_Exercise set_.
1/ List each consequence that the passage on microsatellite instability and mismatch repair gives for loss or insufficiency of MMR activity.
2/ Write the next few sentences of the passage on microsatellite instability and mismatch repair, starting after its final sentence.

_Selected extract_.
It is now accepted that MSI is associated with post-replicative DNA MMR deficiency, primarily involving mutL homolog 1 (MLH1) and mutS homolog 2 (MSH2) (94,99–101). Impairment of MMR genes can occur by either mutational inactivation or by epigenetic inactivation through CpG island methylation of the promoter of the genes. Loss or insufficiency of MMR activity leads to replication errors with an increased mutation rate and a higher potential for malignancy. In MSI-H gastric cancer, for example, hypermethylation of MLH1 promoter is responsible for the development of >50% of cases, whereas mutations in MLH1 and MSH2 account for ~15% of cases (102,103).

_Records provided_.
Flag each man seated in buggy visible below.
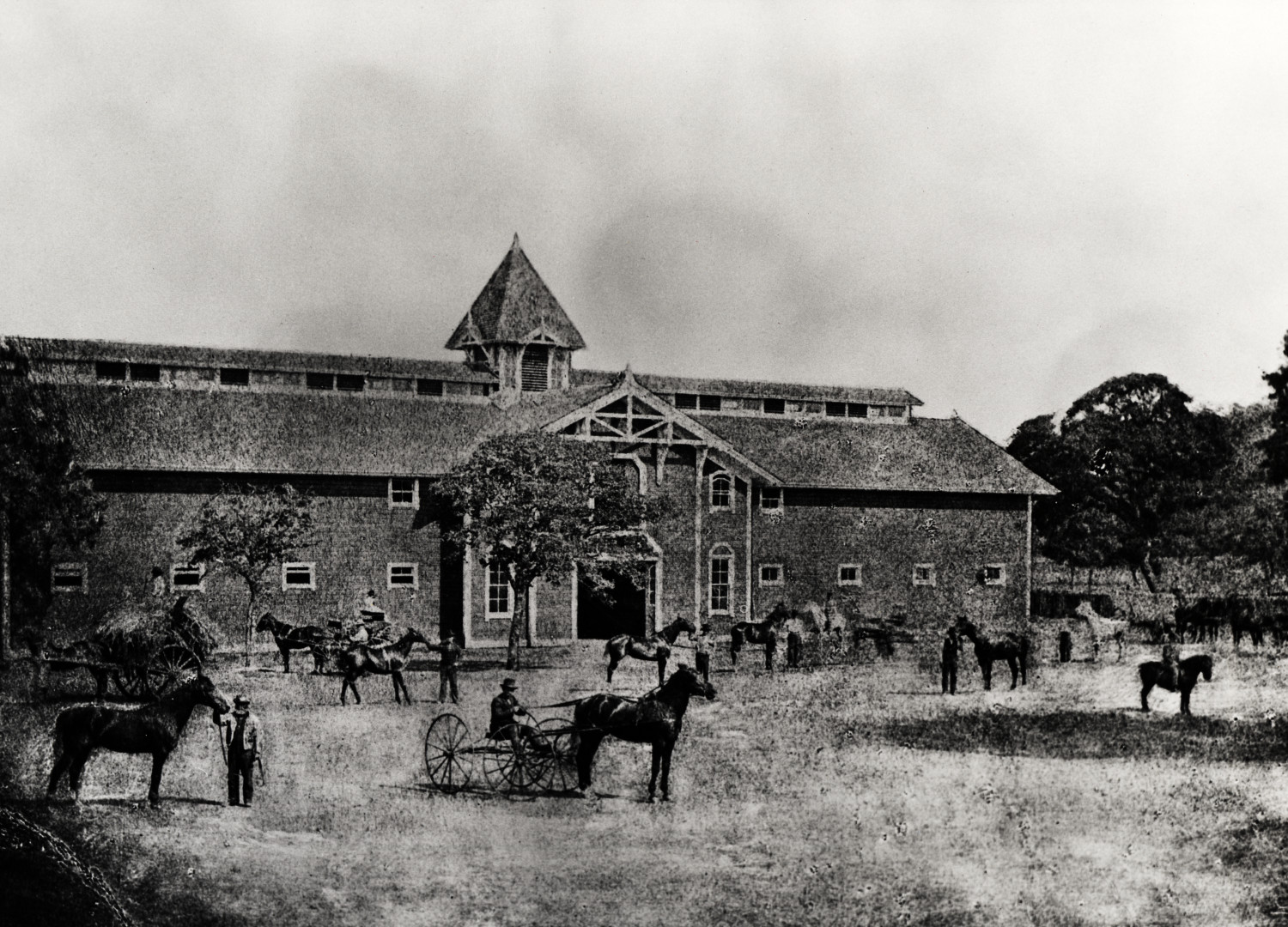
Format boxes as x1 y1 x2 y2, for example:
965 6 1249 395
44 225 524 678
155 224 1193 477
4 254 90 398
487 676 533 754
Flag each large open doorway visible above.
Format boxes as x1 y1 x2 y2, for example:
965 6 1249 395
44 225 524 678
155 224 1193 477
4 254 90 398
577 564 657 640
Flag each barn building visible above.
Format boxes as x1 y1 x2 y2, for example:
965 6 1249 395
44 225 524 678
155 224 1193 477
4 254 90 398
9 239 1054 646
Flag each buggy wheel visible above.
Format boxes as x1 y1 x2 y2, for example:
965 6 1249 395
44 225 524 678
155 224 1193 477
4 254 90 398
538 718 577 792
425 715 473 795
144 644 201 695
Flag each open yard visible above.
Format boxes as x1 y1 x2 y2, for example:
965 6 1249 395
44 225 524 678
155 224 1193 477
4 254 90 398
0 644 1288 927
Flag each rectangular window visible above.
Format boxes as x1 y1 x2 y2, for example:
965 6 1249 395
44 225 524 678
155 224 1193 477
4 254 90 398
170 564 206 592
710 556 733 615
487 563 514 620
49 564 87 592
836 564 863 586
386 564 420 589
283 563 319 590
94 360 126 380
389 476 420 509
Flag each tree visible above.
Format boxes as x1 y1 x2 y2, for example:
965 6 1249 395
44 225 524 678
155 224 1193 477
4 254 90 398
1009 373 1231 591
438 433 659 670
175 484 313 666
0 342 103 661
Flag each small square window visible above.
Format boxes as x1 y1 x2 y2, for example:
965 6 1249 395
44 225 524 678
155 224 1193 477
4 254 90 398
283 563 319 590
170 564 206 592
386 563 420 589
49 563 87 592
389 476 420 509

_Expected responses_.
1/
- Replication errors
- An increased mutation rate
- A higher potential for malignancy

2/
Small insertions/deletions may create frame-shift mutations within repetitive tracts present in the coding region of essential tumor-suppressor or tumor-associated genes, resulting in an inactive protein and contributing to tumorigenesis in cancers with MSI-H (104). Using a large-scale genomic screen of coding region microsatellites, Mori et al (105) identified nine loci that were mutated in >20% of tumors, namely: Transforming growth factor-β receptor (TGFBR2) (79.1%), BCL2 associated X apoptosis regulator (BAX) (37.5%), human mutS homolog 3 (26.2%), activin A receptor, type II (58.1%), SEC63 homolog protein translocation regulator (48.8%), absent in melanoma 2 (47.6%), NADH-ubiquinone oxidoreductase (27.9%), cordon-bleu WH2 repeat protein like 1 (23.8%) and proliferation-associated 2G4/ErbB3-binding protein 1 (20.9%). TGFBR2, encoding a kinase receptor involved in transduction of the TGFB1/2/3 signal from the cell surface to the cytoplasm to inhibit cellular proliferation, is the most commonly affected gene. Particularly, instability in the poly-adenine tract of this gene has been detected in ~85% of MSI-H colorectal tumors, rendering an inactive receptor and thus eliminating the growth-suppressive effects of TGFB1 (106). Another commonly mutated gene in CRC is BAX, a pro-apoptotic gene belonging to the BCL2 family. Frame-shift mutations within the poly-guanine sequence have been detected in 50% of MSI-H colorectal tumors, causing silencing of this gene and suppressing apoptosis (107). These alterations in the gene functions represent a possible mechanism for MSI carcinogenesis.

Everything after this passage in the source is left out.